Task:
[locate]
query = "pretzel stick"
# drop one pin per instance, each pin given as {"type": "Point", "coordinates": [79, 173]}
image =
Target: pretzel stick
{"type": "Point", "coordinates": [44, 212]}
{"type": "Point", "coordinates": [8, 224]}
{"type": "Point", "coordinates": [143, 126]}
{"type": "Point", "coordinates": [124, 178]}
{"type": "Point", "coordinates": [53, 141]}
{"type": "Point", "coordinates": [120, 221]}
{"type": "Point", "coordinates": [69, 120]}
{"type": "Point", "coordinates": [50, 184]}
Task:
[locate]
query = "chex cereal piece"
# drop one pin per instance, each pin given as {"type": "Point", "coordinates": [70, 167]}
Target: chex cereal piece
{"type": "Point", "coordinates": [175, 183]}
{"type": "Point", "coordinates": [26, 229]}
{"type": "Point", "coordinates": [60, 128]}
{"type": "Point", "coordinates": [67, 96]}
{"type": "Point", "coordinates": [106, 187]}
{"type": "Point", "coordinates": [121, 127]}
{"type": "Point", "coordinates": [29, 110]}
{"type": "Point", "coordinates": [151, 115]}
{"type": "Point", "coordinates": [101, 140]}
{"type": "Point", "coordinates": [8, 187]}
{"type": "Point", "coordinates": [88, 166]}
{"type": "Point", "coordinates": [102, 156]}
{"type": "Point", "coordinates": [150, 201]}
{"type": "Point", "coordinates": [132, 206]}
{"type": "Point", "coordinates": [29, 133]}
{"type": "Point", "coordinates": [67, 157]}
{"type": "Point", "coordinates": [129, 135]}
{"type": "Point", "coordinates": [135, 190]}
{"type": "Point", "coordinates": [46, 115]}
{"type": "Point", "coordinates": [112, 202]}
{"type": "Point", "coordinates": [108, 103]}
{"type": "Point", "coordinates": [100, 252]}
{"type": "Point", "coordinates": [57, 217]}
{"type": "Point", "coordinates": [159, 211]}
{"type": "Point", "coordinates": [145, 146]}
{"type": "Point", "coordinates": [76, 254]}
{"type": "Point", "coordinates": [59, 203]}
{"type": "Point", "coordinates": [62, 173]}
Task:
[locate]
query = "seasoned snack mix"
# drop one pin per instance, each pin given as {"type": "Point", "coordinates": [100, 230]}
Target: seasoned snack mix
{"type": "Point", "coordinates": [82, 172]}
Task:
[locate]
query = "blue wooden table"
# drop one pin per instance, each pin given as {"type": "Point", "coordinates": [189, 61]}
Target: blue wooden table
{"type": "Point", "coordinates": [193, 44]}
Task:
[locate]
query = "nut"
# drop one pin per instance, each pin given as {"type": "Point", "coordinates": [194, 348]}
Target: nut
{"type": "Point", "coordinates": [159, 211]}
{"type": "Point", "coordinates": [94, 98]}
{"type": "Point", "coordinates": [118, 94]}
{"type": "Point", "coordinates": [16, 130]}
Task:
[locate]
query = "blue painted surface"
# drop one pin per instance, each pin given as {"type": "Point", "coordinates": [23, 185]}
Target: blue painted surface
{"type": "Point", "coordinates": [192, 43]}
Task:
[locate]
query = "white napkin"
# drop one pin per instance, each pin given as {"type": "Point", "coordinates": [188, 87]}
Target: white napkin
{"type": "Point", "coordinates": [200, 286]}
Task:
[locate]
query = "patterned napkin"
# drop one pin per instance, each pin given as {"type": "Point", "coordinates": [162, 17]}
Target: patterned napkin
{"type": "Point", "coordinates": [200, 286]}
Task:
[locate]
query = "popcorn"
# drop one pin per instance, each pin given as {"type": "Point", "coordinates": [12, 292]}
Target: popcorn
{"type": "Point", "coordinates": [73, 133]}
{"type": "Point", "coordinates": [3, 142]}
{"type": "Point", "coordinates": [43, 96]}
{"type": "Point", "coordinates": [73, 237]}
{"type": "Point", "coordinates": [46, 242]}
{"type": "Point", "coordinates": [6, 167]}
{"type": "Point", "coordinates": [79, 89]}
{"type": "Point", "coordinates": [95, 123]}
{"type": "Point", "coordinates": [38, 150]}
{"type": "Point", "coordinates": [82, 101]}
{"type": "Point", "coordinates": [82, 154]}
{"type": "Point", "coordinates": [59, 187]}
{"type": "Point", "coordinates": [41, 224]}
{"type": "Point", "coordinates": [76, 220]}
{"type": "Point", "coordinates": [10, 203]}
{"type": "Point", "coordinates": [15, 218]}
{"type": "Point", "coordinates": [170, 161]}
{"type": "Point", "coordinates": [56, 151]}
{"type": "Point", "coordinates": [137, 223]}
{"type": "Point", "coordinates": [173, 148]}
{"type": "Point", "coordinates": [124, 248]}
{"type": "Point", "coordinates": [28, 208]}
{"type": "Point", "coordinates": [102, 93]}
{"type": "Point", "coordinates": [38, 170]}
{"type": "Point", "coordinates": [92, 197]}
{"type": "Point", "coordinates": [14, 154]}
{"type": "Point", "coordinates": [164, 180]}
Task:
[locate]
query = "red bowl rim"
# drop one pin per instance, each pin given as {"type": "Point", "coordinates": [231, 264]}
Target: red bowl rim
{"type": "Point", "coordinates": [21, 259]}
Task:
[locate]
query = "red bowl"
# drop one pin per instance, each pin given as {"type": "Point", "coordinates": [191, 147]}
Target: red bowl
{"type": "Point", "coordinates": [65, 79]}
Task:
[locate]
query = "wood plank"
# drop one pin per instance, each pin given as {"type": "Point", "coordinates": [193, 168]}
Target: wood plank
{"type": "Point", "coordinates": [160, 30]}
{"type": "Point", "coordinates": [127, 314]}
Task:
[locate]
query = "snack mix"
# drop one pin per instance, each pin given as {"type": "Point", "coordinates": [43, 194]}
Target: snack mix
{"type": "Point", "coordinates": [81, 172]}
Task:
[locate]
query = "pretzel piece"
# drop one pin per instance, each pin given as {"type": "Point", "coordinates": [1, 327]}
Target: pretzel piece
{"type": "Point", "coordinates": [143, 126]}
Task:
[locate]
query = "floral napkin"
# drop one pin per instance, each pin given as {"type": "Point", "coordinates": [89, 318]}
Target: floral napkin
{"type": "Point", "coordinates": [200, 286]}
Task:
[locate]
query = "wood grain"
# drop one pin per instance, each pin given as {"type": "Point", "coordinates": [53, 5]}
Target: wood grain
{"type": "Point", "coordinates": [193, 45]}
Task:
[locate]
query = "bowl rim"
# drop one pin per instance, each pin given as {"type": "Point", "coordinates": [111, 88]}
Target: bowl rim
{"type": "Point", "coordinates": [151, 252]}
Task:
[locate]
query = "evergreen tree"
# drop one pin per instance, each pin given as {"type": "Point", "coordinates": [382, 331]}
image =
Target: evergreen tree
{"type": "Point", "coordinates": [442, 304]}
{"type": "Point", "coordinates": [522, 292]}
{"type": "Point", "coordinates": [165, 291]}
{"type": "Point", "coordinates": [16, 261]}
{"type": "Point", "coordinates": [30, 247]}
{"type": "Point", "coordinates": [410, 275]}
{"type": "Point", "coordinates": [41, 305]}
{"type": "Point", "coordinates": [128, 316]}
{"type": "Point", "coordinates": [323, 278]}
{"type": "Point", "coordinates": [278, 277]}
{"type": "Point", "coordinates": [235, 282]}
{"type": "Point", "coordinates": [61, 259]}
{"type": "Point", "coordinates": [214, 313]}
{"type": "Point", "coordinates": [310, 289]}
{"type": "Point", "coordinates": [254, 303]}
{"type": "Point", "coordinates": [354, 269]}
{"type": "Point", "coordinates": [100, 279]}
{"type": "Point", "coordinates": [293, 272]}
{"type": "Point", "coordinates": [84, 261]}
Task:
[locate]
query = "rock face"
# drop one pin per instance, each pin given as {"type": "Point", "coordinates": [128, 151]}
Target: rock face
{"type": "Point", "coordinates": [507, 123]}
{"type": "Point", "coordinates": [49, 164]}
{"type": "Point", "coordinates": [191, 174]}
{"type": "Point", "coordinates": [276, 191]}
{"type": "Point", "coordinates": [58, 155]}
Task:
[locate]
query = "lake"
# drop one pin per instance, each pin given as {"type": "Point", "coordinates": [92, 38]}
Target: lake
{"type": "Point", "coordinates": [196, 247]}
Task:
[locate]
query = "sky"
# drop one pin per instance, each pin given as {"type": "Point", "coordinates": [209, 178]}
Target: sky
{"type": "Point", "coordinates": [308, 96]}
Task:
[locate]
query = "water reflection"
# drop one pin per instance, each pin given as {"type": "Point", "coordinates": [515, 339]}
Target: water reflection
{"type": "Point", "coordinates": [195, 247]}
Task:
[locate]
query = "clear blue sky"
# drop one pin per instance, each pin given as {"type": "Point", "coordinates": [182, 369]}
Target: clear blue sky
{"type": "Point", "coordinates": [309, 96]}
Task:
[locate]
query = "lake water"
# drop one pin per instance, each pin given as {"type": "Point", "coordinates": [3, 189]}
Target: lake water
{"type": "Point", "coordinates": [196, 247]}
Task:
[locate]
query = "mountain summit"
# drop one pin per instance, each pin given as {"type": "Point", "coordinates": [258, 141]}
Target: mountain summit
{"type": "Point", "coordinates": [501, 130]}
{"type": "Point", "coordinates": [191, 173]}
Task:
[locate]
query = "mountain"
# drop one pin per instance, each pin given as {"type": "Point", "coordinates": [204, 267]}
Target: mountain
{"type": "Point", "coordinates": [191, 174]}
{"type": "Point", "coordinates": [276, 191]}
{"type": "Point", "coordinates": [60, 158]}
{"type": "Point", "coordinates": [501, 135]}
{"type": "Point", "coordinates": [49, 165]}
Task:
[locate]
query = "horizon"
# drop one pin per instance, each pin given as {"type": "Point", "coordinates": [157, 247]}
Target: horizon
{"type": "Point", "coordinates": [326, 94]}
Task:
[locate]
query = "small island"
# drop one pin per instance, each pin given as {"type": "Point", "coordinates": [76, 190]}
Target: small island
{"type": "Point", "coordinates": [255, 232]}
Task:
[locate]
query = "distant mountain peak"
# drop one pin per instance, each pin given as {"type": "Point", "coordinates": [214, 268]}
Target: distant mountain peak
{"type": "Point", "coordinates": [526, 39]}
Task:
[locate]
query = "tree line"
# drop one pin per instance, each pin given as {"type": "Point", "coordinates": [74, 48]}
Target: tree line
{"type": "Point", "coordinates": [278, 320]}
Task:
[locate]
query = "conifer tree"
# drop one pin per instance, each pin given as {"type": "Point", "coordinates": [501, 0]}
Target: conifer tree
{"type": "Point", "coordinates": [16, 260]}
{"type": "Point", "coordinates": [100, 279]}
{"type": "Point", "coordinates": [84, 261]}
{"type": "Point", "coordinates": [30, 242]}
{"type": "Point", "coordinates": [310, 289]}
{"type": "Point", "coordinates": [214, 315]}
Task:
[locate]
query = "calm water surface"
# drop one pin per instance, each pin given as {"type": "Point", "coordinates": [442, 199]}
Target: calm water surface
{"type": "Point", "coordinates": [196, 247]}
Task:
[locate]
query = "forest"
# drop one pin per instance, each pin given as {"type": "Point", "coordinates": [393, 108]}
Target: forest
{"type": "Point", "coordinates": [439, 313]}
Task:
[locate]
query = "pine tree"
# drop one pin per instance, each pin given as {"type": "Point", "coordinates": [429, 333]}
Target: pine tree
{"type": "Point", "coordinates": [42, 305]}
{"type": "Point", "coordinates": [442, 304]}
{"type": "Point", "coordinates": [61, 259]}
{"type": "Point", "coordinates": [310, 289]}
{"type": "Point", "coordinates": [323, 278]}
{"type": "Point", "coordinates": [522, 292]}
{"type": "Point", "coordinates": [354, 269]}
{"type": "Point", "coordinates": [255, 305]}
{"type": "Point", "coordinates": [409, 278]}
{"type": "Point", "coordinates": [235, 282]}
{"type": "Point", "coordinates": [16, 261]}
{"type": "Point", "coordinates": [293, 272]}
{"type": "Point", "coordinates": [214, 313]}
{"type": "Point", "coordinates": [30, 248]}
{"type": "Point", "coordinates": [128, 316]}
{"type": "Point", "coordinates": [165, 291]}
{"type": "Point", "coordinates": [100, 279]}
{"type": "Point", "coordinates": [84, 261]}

### Task
Extract from the rows above every line containing the word "white", and copy each such line in full.

### Result below
query = "white napkin"
Target: white napkin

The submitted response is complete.